Given entries:
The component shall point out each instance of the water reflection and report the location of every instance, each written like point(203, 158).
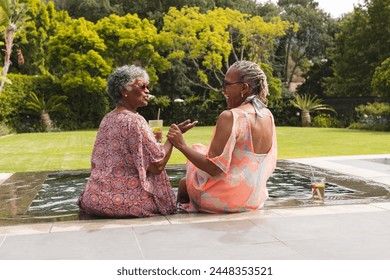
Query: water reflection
point(42, 196)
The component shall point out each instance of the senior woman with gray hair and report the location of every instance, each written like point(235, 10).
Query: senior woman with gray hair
point(128, 178)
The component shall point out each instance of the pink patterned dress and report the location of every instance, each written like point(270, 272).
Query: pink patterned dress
point(242, 184)
point(119, 185)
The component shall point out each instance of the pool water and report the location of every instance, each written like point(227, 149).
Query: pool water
point(53, 195)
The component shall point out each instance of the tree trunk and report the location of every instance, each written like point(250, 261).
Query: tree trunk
point(45, 117)
point(9, 38)
point(306, 119)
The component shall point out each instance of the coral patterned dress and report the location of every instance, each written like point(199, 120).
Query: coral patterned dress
point(119, 185)
point(242, 184)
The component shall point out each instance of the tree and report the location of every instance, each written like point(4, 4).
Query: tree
point(361, 45)
point(381, 80)
point(208, 43)
point(308, 104)
point(306, 40)
point(43, 108)
point(33, 41)
point(75, 58)
point(12, 17)
point(130, 40)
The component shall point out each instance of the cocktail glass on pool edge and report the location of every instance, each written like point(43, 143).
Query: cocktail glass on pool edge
point(318, 188)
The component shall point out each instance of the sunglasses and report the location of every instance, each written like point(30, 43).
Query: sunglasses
point(226, 84)
point(142, 86)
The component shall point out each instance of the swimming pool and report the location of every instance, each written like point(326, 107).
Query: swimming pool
point(52, 196)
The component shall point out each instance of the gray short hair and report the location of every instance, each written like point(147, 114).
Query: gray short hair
point(252, 74)
point(122, 77)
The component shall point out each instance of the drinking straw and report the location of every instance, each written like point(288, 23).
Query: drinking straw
point(312, 171)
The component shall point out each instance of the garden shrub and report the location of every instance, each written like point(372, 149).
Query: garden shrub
point(373, 116)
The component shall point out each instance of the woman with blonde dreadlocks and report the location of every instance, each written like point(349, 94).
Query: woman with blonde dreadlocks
point(230, 175)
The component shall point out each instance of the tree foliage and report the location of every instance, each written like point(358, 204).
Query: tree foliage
point(13, 14)
point(307, 39)
point(361, 46)
point(381, 80)
point(210, 42)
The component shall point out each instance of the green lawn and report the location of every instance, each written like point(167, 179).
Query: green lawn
point(72, 150)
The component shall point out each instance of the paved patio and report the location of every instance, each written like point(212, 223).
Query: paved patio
point(340, 232)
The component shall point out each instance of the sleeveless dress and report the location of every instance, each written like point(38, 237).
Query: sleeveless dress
point(242, 184)
point(119, 185)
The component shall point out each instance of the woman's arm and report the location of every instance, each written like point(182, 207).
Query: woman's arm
point(222, 133)
point(157, 167)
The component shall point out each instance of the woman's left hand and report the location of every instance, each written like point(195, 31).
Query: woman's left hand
point(186, 125)
point(175, 136)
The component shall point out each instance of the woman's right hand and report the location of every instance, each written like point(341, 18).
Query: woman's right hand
point(186, 125)
point(175, 136)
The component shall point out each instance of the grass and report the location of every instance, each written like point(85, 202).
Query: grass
point(72, 150)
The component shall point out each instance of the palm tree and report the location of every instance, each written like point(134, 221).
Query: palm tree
point(12, 16)
point(308, 104)
point(39, 106)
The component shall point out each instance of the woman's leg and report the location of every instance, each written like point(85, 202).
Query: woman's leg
point(182, 195)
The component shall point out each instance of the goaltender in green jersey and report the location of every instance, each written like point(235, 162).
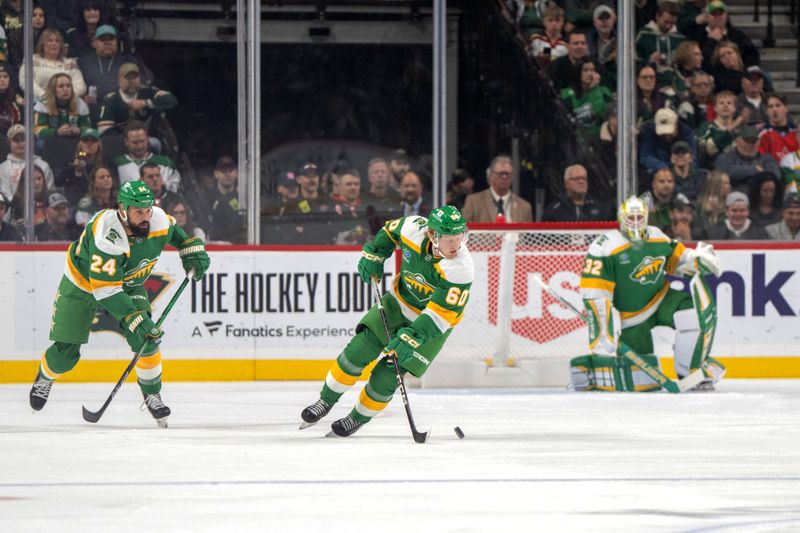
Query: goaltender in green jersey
point(427, 300)
point(626, 294)
point(108, 265)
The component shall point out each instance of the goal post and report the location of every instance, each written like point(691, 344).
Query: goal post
point(513, 333)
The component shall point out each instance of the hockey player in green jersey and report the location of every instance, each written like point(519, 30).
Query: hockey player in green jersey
point(108, 265)
point(626, 295)
point(426, 301)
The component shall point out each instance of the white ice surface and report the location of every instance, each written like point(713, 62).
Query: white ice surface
point(532, 460)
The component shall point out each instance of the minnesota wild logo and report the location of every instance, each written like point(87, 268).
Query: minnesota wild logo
point(649, 270)
point(418, 286)
point(155, 286)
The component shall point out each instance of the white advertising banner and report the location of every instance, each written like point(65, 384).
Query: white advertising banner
point(305, 305)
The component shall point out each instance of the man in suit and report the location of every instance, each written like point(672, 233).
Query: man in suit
point(485, 206)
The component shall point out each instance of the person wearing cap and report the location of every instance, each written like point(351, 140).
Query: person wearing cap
point(381, 197)
point(656, 139)
point(80, 37)
point(766, 197)
point(682, 224)
point(8, 233)
point(150, 173)
point(101, 67)
point(280, 222)
point(576, 204)
point(10, 101)
point(133, 101)
point(718, 29)
point(461, 184)
point(787, 229)
point(550, 44)
point(657, 40)
point(778, 138)
point(688, 177)
point(660, 197)
point(101, 194)
point(88, 155)
point(602, 42)
point(11, 169)
point(562, 70)
point(137, 144)
point(57, 225)
point(753, 97)
point(737, 224)
point(50, 58)
point(744, 161)
point(699, 108)
point(715, 136)
point(399, 164)
point(225, 217)
point(60, 113)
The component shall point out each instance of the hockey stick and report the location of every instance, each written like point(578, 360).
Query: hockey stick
point(93, 417)
point(419, 436)
point(682, 385)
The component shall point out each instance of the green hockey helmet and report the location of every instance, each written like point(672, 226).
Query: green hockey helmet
point(135, 194)
point(447, 220)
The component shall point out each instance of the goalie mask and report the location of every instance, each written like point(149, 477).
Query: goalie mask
point(632, 217)
point(447, 229)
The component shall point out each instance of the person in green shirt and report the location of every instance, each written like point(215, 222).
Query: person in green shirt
point(108, 267)
point(427, 300)
point(587, 99)
point(626, 293)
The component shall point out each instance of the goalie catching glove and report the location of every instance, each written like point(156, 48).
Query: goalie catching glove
point(371, 264)
point(404, 346)
point(141, 330)
point(702, 259)
point(193, 256)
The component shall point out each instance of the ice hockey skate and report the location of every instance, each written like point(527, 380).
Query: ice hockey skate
point(40, 392)
point(314, 412)
point(157, 408)
point(344, 427)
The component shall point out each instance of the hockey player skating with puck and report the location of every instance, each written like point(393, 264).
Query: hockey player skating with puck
point(108, 266)
point(427, 300)
point(626, 294)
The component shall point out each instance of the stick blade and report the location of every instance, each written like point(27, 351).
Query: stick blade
point(89, 416)
point(420, 436)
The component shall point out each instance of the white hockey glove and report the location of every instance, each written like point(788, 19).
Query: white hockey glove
point(702, 259)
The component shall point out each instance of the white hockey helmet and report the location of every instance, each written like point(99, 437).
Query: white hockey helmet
point(632, 217)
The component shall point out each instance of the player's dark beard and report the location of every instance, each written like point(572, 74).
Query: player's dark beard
point(141, 231)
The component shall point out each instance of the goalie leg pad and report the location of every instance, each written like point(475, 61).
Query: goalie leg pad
point(694, 334)
point(604, 326)
point(611, 374)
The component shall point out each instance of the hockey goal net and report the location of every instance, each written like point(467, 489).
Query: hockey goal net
point(513, 333)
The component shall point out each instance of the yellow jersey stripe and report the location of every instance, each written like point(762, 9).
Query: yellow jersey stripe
point(452, 317)
point(411, 244)
point(151, 361)
point(341, 376)
point(369, 403)
point(597, 283)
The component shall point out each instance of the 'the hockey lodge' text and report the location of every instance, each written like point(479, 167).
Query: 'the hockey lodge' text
point(281, 292)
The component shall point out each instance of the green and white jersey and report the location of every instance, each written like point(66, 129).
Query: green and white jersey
point(633, 279)
point(128, 169)
point(105, 261)
point(427, 287)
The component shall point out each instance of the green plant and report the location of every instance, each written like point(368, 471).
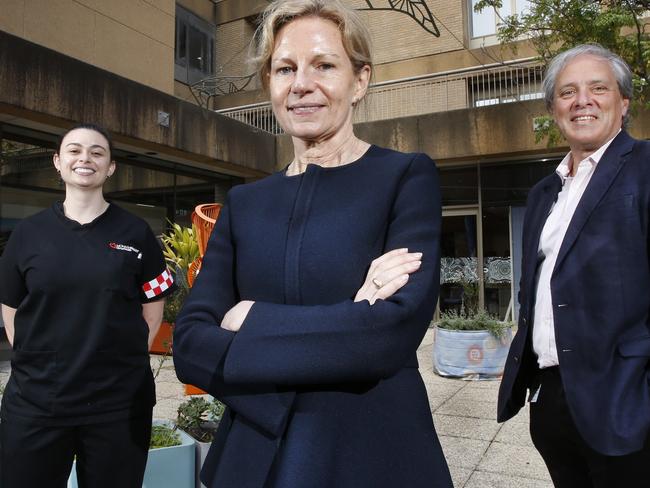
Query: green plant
point(180, 246)
point(480, 320)
point(181, 249)
point(164, 436)
point(200, 417)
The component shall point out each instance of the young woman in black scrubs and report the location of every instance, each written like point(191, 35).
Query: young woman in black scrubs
point(82, 294)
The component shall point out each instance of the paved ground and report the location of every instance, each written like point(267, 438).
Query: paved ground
point(480, 452)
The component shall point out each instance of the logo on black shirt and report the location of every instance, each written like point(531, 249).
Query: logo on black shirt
point(124, 247)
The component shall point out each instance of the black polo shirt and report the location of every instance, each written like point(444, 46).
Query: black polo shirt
point(80, 345)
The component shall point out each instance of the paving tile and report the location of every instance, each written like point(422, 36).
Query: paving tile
point(515, 432)
point(440, 394)
point(465, 407)
point(459, 476)
point(481, 394)
point(465, 453)
point(514, 460)
point(468, 427)
point(482, 479)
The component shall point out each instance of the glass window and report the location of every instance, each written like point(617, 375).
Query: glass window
point(194, 52)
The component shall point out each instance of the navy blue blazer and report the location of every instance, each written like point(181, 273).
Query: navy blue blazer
point(600, 288)
point(321, 391)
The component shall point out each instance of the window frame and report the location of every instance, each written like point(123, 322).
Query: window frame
point(187, 23)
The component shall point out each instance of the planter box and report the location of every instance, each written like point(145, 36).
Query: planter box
point(202, 449)
point(470, 354)
point(167, 467)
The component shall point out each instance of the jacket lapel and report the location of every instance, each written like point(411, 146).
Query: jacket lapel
point(603, 177)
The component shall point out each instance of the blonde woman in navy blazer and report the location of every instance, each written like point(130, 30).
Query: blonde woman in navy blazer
point(318, 285)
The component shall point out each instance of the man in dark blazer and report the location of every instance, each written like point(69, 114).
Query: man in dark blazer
point(582, 350)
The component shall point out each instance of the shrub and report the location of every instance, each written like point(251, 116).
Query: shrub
point(164, 436)
point(480, 320)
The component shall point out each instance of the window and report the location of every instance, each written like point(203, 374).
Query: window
point(195, 42)
point(486, 22)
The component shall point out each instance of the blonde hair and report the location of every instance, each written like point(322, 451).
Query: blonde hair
point(354, 33)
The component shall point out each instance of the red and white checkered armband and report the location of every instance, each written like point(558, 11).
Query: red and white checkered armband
point(158, 285)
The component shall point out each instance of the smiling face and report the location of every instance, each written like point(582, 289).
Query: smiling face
point(588, 106)
point(312, 82)
point(84, 159)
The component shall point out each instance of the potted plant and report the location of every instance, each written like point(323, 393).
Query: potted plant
point(181, 249)
point(471, 344)
point(200, 417)
point(171, 460)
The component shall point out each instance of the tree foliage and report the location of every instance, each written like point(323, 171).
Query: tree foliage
point(553, 26)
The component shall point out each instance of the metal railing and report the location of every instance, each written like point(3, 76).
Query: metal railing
point(500, 83)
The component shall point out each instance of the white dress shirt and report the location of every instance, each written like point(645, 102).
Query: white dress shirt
point(550, 241)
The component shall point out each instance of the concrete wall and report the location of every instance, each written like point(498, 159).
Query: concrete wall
point(56, 91)
point(131, 38)
point(493, 133)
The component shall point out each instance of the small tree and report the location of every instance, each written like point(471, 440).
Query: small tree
point(553, 26)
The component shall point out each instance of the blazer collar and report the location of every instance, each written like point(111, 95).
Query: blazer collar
point(603, 177)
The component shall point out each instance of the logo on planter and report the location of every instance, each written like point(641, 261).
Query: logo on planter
point(474, 354)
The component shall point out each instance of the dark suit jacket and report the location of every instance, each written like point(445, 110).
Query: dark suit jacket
point(601, 299)
point(322, 391)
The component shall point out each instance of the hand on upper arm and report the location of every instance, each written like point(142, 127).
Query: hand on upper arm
point(235, 317)
point(387, 274)
point(8, 314)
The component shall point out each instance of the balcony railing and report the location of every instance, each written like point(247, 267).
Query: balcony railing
point(500, 83)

Requirement:
Can you lay out the items from their very start through the line containing "point(53, 195)", that line included, as a JSON list of strings with one string per line and blank lines left out? Leave the pictures out of your answer.

Exercise result:
[
  "The component shall point out each instance of the water reflection and report the location of every instance, each written like point(203, 158).",
  "Query: water reflection",
  "point(42, 196)",
  "The component shall point out each instance of the senior woman with gray hair and report the location of every instance, each written like point(235, 10).",
  "Query: senior woman with gray hair",
  "point(128, 178)",
  "The component shall point out each instance of the pink patterned dress and report the location of every instance, each written like point(270, 272).",
  "Query: pink patterned dress",
  "point(242, 184)",
  "point(119, 185)",
  "The component shall point out each instance of the pool water and report the location of every instance, each written like point(227, 149).",
  "Query: pool water",
  "point(53, 195)"
]